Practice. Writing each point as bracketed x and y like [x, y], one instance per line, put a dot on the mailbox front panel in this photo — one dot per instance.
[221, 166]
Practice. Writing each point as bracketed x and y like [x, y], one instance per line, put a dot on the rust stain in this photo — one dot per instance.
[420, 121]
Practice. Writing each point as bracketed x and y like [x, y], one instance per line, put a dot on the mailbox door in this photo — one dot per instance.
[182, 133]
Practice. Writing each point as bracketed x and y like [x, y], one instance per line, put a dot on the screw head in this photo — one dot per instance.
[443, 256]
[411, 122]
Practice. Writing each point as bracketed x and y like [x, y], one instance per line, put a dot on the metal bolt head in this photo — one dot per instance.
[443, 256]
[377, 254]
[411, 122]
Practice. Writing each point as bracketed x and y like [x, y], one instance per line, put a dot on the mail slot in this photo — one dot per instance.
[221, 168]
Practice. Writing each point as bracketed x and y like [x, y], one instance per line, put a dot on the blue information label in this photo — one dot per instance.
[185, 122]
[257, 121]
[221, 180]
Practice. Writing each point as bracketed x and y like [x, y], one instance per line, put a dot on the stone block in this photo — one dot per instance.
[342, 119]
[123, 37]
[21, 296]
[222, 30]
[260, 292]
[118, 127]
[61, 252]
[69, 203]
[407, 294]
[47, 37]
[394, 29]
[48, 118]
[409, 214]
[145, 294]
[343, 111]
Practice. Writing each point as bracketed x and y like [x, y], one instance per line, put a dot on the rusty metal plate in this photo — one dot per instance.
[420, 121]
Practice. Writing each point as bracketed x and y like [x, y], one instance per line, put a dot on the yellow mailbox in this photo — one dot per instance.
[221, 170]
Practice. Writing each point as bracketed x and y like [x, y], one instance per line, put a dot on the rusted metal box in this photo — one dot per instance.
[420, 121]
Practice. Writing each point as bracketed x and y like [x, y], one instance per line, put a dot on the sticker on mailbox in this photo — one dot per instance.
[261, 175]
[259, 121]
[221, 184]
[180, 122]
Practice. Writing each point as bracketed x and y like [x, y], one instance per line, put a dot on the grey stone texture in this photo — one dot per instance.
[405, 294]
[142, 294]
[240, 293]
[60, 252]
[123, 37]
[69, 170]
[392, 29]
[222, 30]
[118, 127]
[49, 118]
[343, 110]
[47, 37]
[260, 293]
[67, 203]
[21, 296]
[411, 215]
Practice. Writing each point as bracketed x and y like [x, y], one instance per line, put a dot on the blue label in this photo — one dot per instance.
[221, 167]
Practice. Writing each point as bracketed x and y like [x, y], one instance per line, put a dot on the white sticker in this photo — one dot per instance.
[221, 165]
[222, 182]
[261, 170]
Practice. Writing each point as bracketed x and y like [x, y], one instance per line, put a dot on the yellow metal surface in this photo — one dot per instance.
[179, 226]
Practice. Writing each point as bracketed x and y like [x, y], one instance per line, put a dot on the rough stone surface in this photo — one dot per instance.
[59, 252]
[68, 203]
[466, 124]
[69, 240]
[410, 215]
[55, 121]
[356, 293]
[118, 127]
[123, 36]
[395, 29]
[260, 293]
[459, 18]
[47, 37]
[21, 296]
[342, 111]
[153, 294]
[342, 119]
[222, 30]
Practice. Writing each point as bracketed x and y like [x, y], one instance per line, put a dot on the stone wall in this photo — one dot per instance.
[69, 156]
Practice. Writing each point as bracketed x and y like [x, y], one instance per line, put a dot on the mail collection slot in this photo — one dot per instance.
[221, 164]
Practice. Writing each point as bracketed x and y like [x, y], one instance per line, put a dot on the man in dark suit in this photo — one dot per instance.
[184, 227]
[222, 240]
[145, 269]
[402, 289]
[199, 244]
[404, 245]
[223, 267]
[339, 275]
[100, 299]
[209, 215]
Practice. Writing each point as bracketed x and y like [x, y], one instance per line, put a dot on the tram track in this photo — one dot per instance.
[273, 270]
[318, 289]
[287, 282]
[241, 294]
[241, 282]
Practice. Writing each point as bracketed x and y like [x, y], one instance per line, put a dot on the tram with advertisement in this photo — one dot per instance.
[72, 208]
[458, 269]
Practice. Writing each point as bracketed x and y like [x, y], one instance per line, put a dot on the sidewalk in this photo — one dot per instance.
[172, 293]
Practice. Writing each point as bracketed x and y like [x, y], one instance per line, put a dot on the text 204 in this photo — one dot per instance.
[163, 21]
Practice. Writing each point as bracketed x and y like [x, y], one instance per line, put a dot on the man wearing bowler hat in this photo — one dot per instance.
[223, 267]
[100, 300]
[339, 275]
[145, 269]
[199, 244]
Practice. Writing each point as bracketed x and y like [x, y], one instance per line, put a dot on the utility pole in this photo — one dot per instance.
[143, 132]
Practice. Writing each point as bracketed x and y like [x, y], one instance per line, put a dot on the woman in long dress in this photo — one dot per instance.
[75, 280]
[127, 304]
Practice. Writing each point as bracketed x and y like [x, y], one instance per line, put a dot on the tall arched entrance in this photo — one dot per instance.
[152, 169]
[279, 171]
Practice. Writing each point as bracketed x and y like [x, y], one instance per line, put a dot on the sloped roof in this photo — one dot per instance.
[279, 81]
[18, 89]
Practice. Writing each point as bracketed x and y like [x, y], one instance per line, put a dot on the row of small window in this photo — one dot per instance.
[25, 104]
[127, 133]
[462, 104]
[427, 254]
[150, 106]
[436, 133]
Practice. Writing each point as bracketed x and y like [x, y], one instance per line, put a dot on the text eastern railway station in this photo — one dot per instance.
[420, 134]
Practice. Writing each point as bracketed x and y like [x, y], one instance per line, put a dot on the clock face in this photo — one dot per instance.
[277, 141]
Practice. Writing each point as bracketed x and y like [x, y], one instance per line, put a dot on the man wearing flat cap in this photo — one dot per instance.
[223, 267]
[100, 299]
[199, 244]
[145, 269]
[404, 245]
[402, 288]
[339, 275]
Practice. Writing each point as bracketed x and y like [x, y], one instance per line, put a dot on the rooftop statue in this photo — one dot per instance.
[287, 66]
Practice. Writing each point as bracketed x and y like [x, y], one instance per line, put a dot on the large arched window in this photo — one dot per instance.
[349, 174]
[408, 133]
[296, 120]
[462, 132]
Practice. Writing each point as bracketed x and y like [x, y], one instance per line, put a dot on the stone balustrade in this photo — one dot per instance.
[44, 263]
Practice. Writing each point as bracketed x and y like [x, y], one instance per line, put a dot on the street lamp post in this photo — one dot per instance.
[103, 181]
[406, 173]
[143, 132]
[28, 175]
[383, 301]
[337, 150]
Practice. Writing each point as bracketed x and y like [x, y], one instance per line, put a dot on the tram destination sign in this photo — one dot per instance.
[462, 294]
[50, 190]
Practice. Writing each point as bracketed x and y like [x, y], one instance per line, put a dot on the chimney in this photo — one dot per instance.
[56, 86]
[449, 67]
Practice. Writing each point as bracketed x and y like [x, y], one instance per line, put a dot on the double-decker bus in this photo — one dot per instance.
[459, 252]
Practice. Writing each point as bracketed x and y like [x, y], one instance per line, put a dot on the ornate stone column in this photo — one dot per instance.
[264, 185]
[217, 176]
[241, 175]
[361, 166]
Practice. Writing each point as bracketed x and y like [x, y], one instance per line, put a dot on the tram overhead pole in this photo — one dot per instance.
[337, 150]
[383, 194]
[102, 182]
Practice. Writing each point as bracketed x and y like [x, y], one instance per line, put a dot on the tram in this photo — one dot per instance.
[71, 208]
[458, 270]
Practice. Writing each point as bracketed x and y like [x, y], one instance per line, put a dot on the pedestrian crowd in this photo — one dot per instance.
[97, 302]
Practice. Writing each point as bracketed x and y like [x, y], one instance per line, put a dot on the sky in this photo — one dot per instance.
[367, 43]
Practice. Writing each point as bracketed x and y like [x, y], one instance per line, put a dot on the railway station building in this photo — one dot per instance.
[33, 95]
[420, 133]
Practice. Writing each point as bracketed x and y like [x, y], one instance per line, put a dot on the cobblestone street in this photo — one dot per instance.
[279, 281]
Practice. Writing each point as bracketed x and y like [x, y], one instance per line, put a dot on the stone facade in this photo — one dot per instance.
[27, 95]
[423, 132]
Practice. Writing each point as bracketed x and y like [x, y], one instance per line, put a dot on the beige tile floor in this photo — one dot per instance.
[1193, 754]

####################

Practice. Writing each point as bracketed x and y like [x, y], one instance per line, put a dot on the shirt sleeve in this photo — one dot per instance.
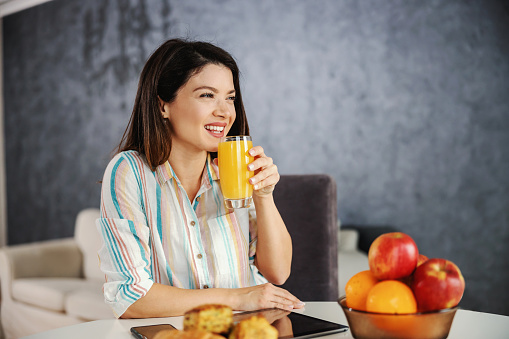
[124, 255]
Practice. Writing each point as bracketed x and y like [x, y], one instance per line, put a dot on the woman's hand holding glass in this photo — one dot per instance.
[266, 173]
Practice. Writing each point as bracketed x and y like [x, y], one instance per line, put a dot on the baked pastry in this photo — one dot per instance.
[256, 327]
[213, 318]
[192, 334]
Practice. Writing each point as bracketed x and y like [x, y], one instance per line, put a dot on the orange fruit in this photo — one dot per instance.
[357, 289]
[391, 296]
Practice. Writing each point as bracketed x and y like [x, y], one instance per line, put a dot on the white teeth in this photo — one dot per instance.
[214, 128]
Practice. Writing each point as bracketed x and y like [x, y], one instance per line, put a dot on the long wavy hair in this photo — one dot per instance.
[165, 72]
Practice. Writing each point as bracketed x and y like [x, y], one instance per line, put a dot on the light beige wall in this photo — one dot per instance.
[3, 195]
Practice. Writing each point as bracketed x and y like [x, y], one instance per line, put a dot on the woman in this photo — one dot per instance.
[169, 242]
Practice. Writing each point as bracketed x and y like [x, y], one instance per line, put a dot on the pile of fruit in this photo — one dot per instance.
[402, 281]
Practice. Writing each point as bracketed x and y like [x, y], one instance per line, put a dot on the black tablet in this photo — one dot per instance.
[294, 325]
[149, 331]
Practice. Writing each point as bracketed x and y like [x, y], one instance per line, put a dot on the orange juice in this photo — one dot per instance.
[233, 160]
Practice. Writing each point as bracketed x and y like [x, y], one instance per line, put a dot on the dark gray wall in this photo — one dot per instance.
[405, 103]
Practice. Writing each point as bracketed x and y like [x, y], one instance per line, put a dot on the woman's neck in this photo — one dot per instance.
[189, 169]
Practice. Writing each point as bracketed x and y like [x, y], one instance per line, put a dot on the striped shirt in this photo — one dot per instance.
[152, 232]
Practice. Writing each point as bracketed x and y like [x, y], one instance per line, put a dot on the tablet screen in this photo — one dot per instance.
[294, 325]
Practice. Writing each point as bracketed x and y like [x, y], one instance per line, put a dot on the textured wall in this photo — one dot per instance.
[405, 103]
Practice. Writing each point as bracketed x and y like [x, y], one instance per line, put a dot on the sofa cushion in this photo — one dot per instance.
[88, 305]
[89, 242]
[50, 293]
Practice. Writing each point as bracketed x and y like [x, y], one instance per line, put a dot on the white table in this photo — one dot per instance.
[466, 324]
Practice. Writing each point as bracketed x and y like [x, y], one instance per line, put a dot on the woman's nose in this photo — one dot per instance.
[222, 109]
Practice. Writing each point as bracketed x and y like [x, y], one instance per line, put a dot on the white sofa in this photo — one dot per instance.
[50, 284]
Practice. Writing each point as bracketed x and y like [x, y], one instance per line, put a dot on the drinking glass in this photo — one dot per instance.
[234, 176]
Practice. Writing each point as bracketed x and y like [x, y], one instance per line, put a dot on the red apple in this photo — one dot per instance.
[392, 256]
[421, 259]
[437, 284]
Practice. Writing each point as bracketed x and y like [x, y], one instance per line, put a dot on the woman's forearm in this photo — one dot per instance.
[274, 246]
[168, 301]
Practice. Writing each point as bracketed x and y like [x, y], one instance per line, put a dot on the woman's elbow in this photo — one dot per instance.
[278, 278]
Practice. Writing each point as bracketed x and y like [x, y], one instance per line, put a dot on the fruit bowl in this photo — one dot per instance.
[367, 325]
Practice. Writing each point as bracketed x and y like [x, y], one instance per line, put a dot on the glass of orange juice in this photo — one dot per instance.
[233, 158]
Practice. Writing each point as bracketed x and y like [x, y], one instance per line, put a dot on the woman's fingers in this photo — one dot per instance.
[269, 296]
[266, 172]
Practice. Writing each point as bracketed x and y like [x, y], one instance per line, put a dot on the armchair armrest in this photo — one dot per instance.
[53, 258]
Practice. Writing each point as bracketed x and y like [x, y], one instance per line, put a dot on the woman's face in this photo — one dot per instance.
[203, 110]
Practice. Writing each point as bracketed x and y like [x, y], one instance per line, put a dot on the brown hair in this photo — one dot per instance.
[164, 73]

####################

WHAT YOU WILL DO:
Extract each line of the data above that contains the word "surface". Matches are case-sensitive.

ANSWER BELOW:
Practice. Writing each point as bracketed x and y like [x, y], one instance per line, put a dot on the yellow metal surface in this photo — one dot per instance.
Practice. Writing each point as bracketed x and y like [x, y], one instance per line, put a dot on the rough stone surface in this photo — one dot per instance.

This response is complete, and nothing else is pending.